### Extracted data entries
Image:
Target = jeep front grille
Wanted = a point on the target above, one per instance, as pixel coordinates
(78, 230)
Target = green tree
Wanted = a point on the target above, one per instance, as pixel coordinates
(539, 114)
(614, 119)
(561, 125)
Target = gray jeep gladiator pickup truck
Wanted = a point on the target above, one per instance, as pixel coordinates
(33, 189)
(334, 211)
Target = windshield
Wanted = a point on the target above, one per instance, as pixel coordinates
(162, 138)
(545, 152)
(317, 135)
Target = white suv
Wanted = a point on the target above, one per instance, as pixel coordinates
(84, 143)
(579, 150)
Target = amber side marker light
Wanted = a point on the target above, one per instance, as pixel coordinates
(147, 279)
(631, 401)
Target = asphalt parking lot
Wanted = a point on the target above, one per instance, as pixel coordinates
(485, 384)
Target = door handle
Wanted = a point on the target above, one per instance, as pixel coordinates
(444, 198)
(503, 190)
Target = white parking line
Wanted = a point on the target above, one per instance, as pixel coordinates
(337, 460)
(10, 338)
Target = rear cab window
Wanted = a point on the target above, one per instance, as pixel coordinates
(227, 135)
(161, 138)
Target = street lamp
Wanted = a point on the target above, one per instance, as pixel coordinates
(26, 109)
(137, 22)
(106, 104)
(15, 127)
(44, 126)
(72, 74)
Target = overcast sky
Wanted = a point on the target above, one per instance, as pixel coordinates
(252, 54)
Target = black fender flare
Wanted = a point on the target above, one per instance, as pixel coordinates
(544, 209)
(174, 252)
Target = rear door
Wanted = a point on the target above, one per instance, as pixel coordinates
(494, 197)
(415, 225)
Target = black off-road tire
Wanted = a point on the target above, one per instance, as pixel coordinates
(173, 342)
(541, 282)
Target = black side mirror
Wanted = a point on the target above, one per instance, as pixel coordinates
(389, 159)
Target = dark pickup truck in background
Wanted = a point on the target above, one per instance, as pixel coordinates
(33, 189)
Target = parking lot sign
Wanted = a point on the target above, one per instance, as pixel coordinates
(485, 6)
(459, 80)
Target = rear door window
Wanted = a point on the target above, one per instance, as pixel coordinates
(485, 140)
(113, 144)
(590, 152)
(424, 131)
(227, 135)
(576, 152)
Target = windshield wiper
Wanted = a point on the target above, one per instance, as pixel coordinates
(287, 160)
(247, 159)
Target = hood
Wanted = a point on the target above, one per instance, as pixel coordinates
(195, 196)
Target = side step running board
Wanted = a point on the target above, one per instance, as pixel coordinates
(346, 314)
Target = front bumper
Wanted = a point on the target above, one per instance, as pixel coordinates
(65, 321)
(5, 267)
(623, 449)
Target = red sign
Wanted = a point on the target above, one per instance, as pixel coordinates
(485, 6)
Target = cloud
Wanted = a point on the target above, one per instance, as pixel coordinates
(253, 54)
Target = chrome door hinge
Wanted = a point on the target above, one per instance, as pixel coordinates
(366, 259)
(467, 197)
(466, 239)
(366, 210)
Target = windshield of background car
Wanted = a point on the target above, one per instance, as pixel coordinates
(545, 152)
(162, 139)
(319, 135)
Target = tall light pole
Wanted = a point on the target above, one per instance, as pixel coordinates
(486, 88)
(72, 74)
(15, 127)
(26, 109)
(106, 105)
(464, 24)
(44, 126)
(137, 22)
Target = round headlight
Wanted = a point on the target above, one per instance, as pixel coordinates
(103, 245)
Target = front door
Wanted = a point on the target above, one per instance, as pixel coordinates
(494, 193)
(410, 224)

### WHAT NEEDS TO BE DONE
Return every line of the entries above, reproduced without any change.

### WRITTEN SOLUTION
Image:
Target = jeep front grille
Wanted = a point on the target above, one per instance, as pixel coordinates
(78, 230)
Target = green tree
Wanted = a point on the target above, one per instance, as pixel coordinates
(539, 114)
(614, 119)
(561, 125)
Target = gray jeep gladiator pickup truck
Wanted = a point on the target above, one per instance, as pixel coordinates
(33, 189)
(334, 211)
Target = windshield
Wanted = a point on the target above, one per instance, as pixel coordinates
(162, 138)
(545, 152)
(317, 135)
Target = white suv
Wanted = a point on the target above, one per instance, as pixel coordinates
(84, 143)
(579, 150)
Target = amber side marker light
Wanted = a point on the target above, one per instance, as pixel coordinates
(147, 279)
(631, 401)
Target = asphalt parking lot
Wanted = a point on the target above, one per instance, as pixel coordinates
(485, 384)
Target = door handle
Wanted = a point on the target above, one per instance, as pixel coordinates
(444, 198)
(503, 190)
Target = white parking line
Wanted = a point on the target above, one per instance, as pixel coordinates
(337, 460)
(10, 338)
Target = rear cab window
Wanted = a point on the target above, one per instance, as pixel coordinates
(227, 135)
(161, 138)
Target = street lamp
Wanted = a point on the target above, one per instance, as pixel coordinates
(26, 109)
(137, 22)
(106, 104)
(15, 127)
(44, 126)
(72, 74)
Target = overcast sky
Wanted = a point on the target above, one per instance, as pixel coordinates
(252, 54)
Target = black fender flare
Wanted = a point on the target above, one per instance, as pixel coordinates
(544, 209)
(174, 252)
Target = rear door
Wanted = a point on the target above, one per instance, as pixel coordinates
(494, 197)
(415, 225)
Target = black off-road tire
Wanted = a point on the target above, one per instance, as pixel coordinates
(173, 342)
(541, 282)
Target = black side mirror
Wanted = a point on the target above, one per instance, as pixel coordinates
(389, 159)
Target = dark pickup truck in background
Wanted = a point on the target above, one per instance, as pixel coordinates
(33, 189)
Target = parking lot sign
Wanted = a point on the target above, one per instance, as pixel coordinates
(485, 6)
(459, 80)
Target = rear door window
Wanted = a point on the target above, one per instance, as pixel coordinates
(485, 140)
(113, 144)
(590, 152)
(424, 131)
(227, 135)
(576, 152)
Target = windshield wiper
Wanted = a point on the target above, one per instance, as pixel coordinates
(287, 160)
(247, 159)
Target = hood
Wanted = a point on the target above, one per instance, as pixel coordinates
(195, 196)
Target = side step running board
Wanted = a point on the target above, one per instance, as pixel coordinates
(346, 314)
Target = front bumper
Wanted = a point on the target above, one per instance, as pixel coordinates
(65, 321)
(5, 267)
(623, 449)
Target = red sign
Wanted = a point on the target above, one per instance, as pixel coordinates
(485, 6)
Target = cloud
Wanted = a point on the target above, one per instance, as pixel coordinates
(253, 54)
Target = chrome door hinge
Wanted = a point on the target above, one per instance, as pixel coordinates
(366, 259)
(467, 197)
(466, 239)
(366, 210)
Target = windshield of background car
Wanted = a point on the target above, one per instance, as pixel coordinates
(545, 152)
(162, 139)
(319, 135)
Target = tall light pole
Wanted = a point on the target above, one per instance, as pixel coordinates
(486, 88)
(72, 74)
(15, 127)
(26, 109)
(106, 105)
(464, 24)
(44, 126)
(137, 22)
Target = round headlight
Wanted = a point on the target above, one per instance, as pixel coordinates
(103, 245)
Target = front door
Wanted = a point on the target above, one per instance, as pixel coordinates
(494, 193)
(410, 224)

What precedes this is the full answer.